- Exercise task:
Each record below is to be copied word for word, with pictures removed.

- Dataset extract:
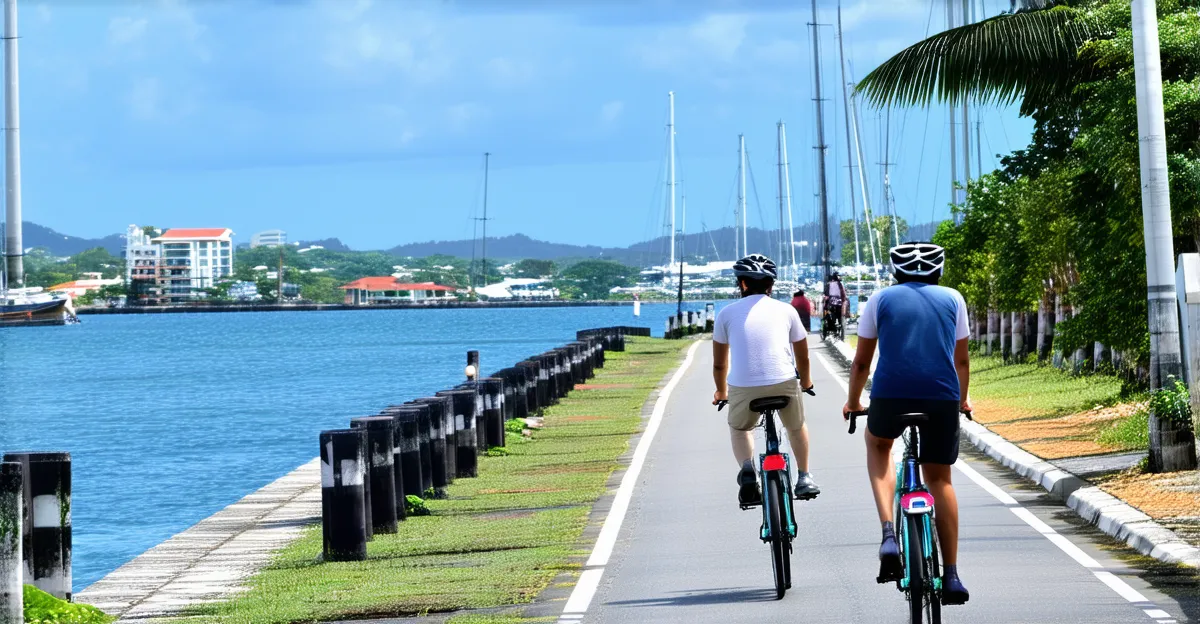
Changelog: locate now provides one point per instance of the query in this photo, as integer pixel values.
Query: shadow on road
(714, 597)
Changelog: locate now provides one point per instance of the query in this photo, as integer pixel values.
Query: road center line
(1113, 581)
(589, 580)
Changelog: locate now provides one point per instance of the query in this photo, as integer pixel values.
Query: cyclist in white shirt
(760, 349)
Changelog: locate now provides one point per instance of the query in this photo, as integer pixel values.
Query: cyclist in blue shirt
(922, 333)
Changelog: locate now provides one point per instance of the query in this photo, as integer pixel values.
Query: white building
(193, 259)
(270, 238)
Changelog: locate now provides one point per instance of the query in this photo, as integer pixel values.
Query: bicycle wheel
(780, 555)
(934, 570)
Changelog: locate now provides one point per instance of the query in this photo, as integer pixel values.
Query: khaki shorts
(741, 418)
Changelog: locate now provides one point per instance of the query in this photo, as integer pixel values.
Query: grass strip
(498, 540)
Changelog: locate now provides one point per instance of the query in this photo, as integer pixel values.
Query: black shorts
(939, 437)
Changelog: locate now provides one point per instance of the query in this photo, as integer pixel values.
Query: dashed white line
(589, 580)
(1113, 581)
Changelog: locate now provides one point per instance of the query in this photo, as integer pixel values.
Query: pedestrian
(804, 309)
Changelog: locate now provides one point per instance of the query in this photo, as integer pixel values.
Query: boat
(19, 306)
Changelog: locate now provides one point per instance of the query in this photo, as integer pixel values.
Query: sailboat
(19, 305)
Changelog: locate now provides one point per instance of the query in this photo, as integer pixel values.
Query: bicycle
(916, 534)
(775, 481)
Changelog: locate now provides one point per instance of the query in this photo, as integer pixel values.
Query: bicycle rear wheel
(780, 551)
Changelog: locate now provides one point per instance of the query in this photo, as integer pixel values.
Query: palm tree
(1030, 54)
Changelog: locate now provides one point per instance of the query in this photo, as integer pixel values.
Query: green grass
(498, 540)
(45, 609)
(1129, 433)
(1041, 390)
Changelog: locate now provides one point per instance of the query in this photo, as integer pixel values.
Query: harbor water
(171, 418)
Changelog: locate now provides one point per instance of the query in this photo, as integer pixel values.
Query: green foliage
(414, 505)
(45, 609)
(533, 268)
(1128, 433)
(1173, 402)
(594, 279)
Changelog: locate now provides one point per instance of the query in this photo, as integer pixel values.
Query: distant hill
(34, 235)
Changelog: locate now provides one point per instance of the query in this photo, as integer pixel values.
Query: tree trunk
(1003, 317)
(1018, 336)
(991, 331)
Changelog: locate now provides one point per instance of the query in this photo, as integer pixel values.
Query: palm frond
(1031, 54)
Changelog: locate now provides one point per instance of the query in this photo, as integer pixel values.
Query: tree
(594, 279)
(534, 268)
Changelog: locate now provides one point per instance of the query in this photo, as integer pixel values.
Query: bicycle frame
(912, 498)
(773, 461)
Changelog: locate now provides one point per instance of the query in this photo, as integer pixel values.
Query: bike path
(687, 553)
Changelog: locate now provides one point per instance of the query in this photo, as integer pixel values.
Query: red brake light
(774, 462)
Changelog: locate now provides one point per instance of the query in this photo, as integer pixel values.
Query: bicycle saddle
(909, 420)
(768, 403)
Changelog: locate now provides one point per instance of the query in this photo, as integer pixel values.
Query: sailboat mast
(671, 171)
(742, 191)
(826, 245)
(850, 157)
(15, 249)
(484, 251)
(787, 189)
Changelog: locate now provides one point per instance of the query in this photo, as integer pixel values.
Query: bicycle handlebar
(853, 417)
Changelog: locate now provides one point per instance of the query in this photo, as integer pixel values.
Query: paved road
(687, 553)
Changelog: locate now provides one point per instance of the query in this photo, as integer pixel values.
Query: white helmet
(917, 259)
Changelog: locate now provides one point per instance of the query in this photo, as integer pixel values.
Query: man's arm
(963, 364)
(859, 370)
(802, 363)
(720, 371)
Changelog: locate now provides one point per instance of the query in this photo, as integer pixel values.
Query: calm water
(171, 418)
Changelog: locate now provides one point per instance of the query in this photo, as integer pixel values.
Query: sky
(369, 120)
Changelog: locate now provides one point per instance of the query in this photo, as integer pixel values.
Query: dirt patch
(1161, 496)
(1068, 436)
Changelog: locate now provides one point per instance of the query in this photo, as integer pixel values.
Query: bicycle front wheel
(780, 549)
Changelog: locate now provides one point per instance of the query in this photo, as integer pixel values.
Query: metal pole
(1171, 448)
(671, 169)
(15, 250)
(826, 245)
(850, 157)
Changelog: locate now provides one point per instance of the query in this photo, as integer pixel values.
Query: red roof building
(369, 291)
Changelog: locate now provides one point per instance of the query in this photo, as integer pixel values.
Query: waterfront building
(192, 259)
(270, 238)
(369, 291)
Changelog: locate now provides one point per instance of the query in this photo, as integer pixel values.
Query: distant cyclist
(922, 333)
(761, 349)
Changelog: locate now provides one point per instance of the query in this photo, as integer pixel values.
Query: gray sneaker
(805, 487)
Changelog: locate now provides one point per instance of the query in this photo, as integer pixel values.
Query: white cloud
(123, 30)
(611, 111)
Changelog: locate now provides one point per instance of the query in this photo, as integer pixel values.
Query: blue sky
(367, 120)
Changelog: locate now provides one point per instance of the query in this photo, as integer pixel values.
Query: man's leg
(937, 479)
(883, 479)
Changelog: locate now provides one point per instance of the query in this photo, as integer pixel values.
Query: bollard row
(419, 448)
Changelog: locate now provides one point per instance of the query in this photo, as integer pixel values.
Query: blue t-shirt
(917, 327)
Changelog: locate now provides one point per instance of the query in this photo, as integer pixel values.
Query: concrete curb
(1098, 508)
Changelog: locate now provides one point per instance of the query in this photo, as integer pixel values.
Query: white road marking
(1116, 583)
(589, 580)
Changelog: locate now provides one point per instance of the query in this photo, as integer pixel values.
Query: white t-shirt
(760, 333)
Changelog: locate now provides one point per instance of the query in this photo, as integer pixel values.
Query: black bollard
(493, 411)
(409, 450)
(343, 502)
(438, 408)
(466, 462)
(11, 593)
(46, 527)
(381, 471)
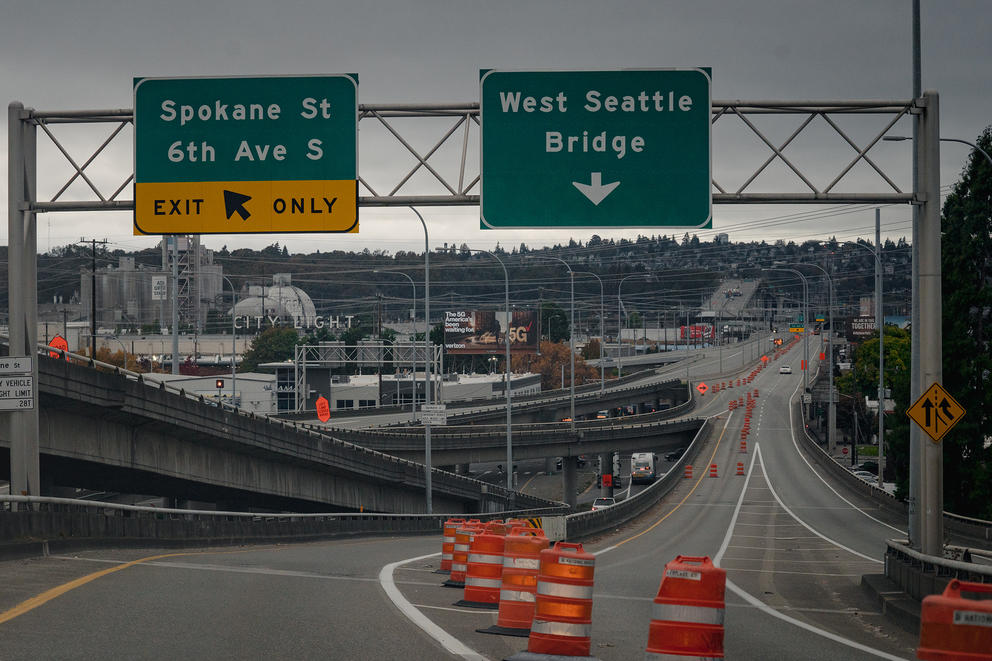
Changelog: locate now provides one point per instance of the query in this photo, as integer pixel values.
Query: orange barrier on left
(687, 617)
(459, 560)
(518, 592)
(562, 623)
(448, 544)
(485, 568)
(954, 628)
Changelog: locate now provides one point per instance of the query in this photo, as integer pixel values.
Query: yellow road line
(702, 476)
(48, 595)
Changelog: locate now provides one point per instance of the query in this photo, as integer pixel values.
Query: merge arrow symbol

- Expected answer:
Changelog: locate now provides one point per instance of the query in this photo, as integer pixel values.
Query: shadow on road
(714, 597)
Changelog: locate now provides one point per instance of the query in this photo, as integer pixel values.
Query: road center line
(1113, 581)
(589, 580)
Changelog: locate now provides one point per instance of the query in this photo, as integer pixel values.
Query: cyclist in white shirt
(760, 349)
Changelog: locate now provides one point per instance of the query in this photo, as integer pixel values.
Query: cyclist in blue shirt
(922, 333)
Changelog: locate now provides one point per instance of the query in this photo, as integer pixel values.
Query: white building
(193, 259)
(270, 238)
Changelog: locate now provides one point per instance of the query in this photo, as integer pixel values.
Query: bicycle wheel
(780, 555)
(934, 570)
Changelog: locate now provides one point per instance of the query in this photo, as integer pixel values.
Query: khaki shorts
(741, 418)
Changelog: locate now provides one point per instance of the query in this photo, as integer pixel values.
Query: grass strip
(498, 540)
Changelog: locate now provides one point per instance of the query in this photo, as integer pixel values.
Query: black shorts
(939, 437)
Changelog: locate now provides one point per instance of the query in this photo, as integer pixel values.
Query: dashed white line
(589, 580)
(1113, 581)
Changelog: locate now provides one point per instance of the query in this photo, as integer pixel values.
Query: pedestrian
(804, 309)
Changelog: locate now provides one point per instance of the query in this photo, as integer pixel values.
Query: boat
(19, 306)
Changelog: locate now provides one point per instance of the query in this photo, as integer pixel values.
Query: sailboat
(19, 305)
Changelog: locate now provides one point per instance of the query in this photo, as integer pixel values.
Query: bicycle
(916, 534)
(775, 481)
Changelog: locate now provides one point per instance of the query in this photo, as integer pixel values.
Query: bicycle rear wheel
(780, 551)
Changelog: locate now provides one point per instance of the query in this photo, as integer pixel values.
Query: palm tree
(1030, 54)
Changelog: locate now provides one point per instance of the query in this photo, as integer pixel values.
Query: green grass
(498, 540)
(45, 609)
(1129, 433)
(1041, 390)
Changelog: locate now provides one point per instance of the query in this photo, as integer pixel values.
Query: harbor water
(171, 418)
Changelog: locate now provides one point per instance of the query in this photo, as integer pixel values.
Query: green foliage
(414, 505)
(45, 609)
(533, 268)
(1128, 433)
(1173, 402)
(594, 279)
Changelog: locate now provides one point per instance of the query in this photo, as integer pixel values.
Query: distant hill
(34, 235)
Changelog: locate now provides one point per instance of the query in this photo, as integer pixel values.
Query: tree trunk
(1003, 317)
(1018, 336)
(991, 331)
Changelog: locate now provides one point per instance of the query in this photo, as integer pixel values.
Query: palm frond
(1031, 54)
Changelog: locate now provides one point per instance of the query in this photo, as integer pixel values.
Query: tree
(594, 279)
(534, 268)
Changelog: locate now provides one point per instance of the query in this photo, as integer pixel values.
Query: bicycle frame
(912, 498)
(773, 461)
Changelog: locate now provides one point per instance of the query in this photo, as integer pixel values.
Query: bike path
(687, 553)
Changelog: locate now provides one point per instance of the query in this photo, as integer pixel values.
Query: red brake light
(774, 462)
Changelog: locate now provides one point per instance of the query in this photo, as integer pixel values.
Query: bicycle saddle
(909, 420)
(768, 403)
Changelog: locate now provides one point per instance of the query in this photo, as integer pixel values.
Query: sailboat mast
(671, 171)
(742, 191)
(826, 245)
(850, 157)
(15, 249)
(484, 251)
(787, 189)
Changelog: locate now provides one point per instance of the query in this photo, as integer pixel values.
Query: bicycle handlebar
(853, 417)
Changelog: locate now provides one point per instance of the query in this photo, as integer pixel values.
Query: paved road
(687, 553)
Changelog: locate now provides one point per instance of the query in this photo, as integer pixel values.
Query: white helmet
(917, 259)
Changelog: locate now provides one point per instance of the query in this photo, as integer pixel values.
Query: man's arm
(963, 364)
(859, 370)
(802, 363)
(720, 371)
Changelog: locate now provides one point per instance of the query in this photo, as integer pixel values.
Query: calm water
(171, 418)
Changelog: locate now provides one point per instance of the query in this photo, as integer pixel values.
Query: sky
(369, 120)
Changelog: locate now provides one point per instance of the query in this photo, as integer pixel values.
Query: dirt patch
(1161, 496)
(1068, 436)
Changelog: locate now provides one point per instance of the query in this photo, as integer pixel values.
Query: bicycle front wheel
(780, 549)
Changelog: locate now provides one point per instance of the query in this photo, as integer pixel values.
Query: metal pole
(1171, 448)
(671, 169)
(15, 250)
(826, 245)
(850, 157)
Changelog: locate now provides one point per instance of the query in this photo, as integer pixel values.
Query: red roof building
(369, 291)
Changelog: locate now provides one point per instance of the query in this photo, as integer pixel values.
Query: waterfront building
(192, 259)
(270, 238)
(369, 291)
Changelog: locate now provides one point per instance of the query in this photo, as integer pixel values.
Query: distant cyclist
(922, 333)
(761, 349)
Changelog: locate now provides one point per instance of the query in this photo, as integer pixel values.
Query: gray sneaker
(805, 487)
Changelog: locate now provides one point per instance of the query in this photo, as integer pixel values.
Query: white cloud
(123, 30)
(611, 111)
Changelog: locate now provides one point per instance of the query in this photo, as integer pixel values.
Query: blue sky
(367, 120)
Changelog: locate now provides one point per instance of the query in this photo, as integer pixel values.
Query: man's leg
(937, 479)
(883, 479)
Changelog: locate now provides one point per instance of the query in this photo, as integer pixel values.
Query: bollard row
(419, 448)
Changelog: locate now provides one point per instance of the query in this photo, as integer pixel values.
Query: blue t-shirt
(917, 327)
Changelog: locate now provides one point per instance of the query in this photo, as integer pixel values.
Query: concrete curb
(1098, 508)
Changelog: locate now provides one point per instance of the query in this photo, as integer pixel values.
Query: white road marking
(1116, 583)
(589, 580)
Changelog: locate now provides one point per instance of the query in this photo, as integer pixel values.
Query: white t-shirt
(760, 333)
Changelog: locate now provides one point per instance of the query in this photo, as integer pixel values.
Query: black bollard
(493, 411)
(409, 450)
(343, 502)
(438, 408)
(466, 462)
(11, 593)
(46, 527)
(381, 471)
Changelog: locate now provides one point per instance of the query in this photo, as integer pixel values.
Query: orange barrier on left
(687, 617)
(459, 560)
(518, 592)
(562, 623)
(448, 544)
(485, 568)
(954, 628)
Changelog: locate now provides one point per instance of the query in this photo, as integer pixel values.
Query: yellow road line
(702, 476)
(48, 595)
Changelog: locate now provides one point per instance of the query in this photo, as integer pixel values.
Query: merge arrow symbol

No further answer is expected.